GIVEN INSTRUCTION 1: Swap "clutch bag" for "evening bag" in the listing, starting at the line that contains "Where on this screen is the lapel of blazer?" and stopping after the line that contains "122 234 140 286". Return only those lines, with everything else left unchanged.

PAGE:
--- --- ---
2. Friday 26 June: Gims headlines, the Africa/Caribbean ribbon runs all day

GIMS — Ceinture Noire (2018). Gims is the solo project of Maître Gims (Gandhi Djuna), who left Sexion d'Assaut with one of the clearest creative trajectories in French-language pop. 'Ceinture Noire' is the pivot record — away from the street-rap of the Sexion years, toward global R&B production and a larger melodic ambition. GIMS — Ceinture Noire (2018). Friday headliner at Solidays 2026.

Gims (Gandhi Djuna, formerly Maître Gims, formerly the Sexion d'Assaut era that produced "Wati House" and "Casquette à L'envers") headlines the Friday main stage at a moment in his career that is genuinely interesting. He has spent the last several years in a post-Ceinture Noire phase that includes genre detours, a renegotiated audience, and a commercial resilience that most artists would envy. Friday festival slots suit him: he is a headliner who knows how to play to a crowd that contains people who came for someone else.

But the Friday bill at Solidays 2026 is more than its headliner. Run the complete Friday lineup and a pattern emerges that you might call an Africa/Caribbean ribbon: Meryl (Martinique Creole-rap), Naïka (Franco-Haitian R&B), Tshegue (Afropunk, Paris/Kinshasa), the National Reggae Ensemble, Rambo Goyard (Guadeloupean trap), Ino Casablanca (Franco-Algerian hip-hop). These are not acts thrown together on a side stage as an afterthought. They are spread across Friday in a way that reflects the charity's beneficiary geography — a live map of where Solidarité Sida's money goes.

Old-timers will remember a "Tropisolidays" stage from earlier editions — a dedicated Caribbean/tropical music programme that gave a single venue label to the African and diaspora booking strand. That named stage does not appear in the 2026 programme. What does appear is the same energy, now distributed across the full Friday bill rather than cordoned off in one corner. Whether that is progress or dilution depends on your perspective, but the intent reads clearly: this is a festival that considers its Friday headliner and its Friday Afropunk act as part of the same coherent statement.

Naïka, in particular, is the name to follow here. She is Franco-Haitian, has been building a quiet but consistent tipping-point trajectory over the last two years, and a festival slot at Solidays — historically one of the more reliable launchpads in the French circuit — is exactly the kind of acceleration she is positioned to use. Eclesia is the album in question: it sits at the intersection of Caribbean diaspora R&B and Francophone pop in a way that is still rare enough to feel like an opening rather than an established genre.

Tshegue is worth a separate mention even in the context of a long Friday bill. The project of Faty Sy Savané — Paris/Kinshasa, Afropunk, guitars that sit closer to the Fall than to anything in the contemporary French urban charts — has been building a reputation as a live act that rewards the uninitiated spectator perhaps even more than the devotee. Solidays' Friday crowds, which move laterally through the stages and encounter acts by accident more often than by intention, are exactly the kind of audience Tshegue's set is designed for.
--- --- ---
[Dataset rows]

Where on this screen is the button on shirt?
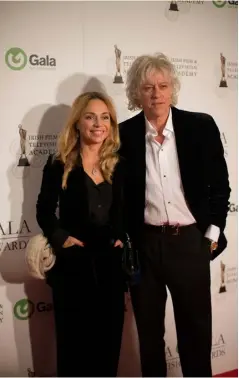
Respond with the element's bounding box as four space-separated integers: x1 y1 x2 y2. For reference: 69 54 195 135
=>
144 110 219 241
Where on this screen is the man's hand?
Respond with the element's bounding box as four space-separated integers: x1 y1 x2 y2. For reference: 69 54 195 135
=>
63 236 84 248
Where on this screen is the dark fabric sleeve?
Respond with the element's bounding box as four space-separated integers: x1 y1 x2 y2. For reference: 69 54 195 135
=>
203 116 231 231
111 158 125 241
36 156 70 251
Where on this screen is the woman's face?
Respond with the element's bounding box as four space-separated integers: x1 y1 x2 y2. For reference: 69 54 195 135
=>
78 99 111 145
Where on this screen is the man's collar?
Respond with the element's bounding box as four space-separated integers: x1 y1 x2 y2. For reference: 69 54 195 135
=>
144 108 174 136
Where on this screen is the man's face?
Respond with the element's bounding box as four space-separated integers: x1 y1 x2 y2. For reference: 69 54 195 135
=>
139 70 173 119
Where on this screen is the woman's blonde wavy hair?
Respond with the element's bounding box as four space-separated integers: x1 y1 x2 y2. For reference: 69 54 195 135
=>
56 92 120 189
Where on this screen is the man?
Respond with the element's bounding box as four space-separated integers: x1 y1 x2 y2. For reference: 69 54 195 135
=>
120 54 230 377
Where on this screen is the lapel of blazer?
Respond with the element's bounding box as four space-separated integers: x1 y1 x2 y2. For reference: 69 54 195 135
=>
171 107 193 195
133 111 146 195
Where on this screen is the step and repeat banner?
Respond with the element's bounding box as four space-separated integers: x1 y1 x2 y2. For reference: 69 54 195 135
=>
0 1 238 377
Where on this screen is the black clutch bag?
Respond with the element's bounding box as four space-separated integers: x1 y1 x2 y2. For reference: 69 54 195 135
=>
122 234 140 286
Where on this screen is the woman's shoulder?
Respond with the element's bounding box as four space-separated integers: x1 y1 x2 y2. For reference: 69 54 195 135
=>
44 154 64 172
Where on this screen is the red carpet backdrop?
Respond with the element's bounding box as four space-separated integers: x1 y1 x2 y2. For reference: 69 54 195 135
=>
0 0 238 377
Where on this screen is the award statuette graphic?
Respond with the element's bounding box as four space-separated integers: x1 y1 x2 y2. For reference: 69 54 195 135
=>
219 53 227 88
18 125 30 167
219 261 227 293
113 45 123 84
27 368 36 377
169 1 178 11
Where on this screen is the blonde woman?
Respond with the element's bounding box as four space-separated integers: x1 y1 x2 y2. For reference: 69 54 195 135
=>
37 92 124 377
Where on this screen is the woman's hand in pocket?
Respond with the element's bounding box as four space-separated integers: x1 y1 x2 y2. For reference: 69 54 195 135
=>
63 236 84 248
114 239 124 248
--- --- ---
GIVEN INSTRUCTION 2: According to the Solidays article, what is the name of the Naïka album it discusses?

COMPLETE OUTPUT 1:
Where on this screen is the lapel of blazer?
Respond with the element's bounding box as four space-separated integers: x1 y1 x2 y2. For reference: 69 54 195 135
=>
171 107 193 195
133 111 146 195
Where on this screen is the step and repeat banner?
Respond with the element's bounding box as four space-separated integers: x1 y1 x2 y2. For reference: 69 54 195 135
=>
0 1 238 377
Where on this screen is the black evening bag?
Respond with the element's bounding box as four space-separated integers: x1 y1 x2 y2. For reference: 69 54 195 135
=>
122 234 140 286

COMPLETE OUTPUT 2: Eclesia